WHAT YOU HAVE TO DO:
Rewrite all of the lines below, including the requests, and multiply every coordinate in the answers by 2.1, rounding each result to a whole number with halves rounded up.

[Stored entries]
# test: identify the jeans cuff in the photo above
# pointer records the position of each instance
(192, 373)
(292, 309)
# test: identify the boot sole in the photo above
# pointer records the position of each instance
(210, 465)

ANSWER IN FULL:
# test: identify the jeans cuff in the photo above
# pointer records the position of each instance
(403, 783)
(613, 649)
# test: identify the boot sole in the photo above
# pointer records the position of each instance
(441, 977)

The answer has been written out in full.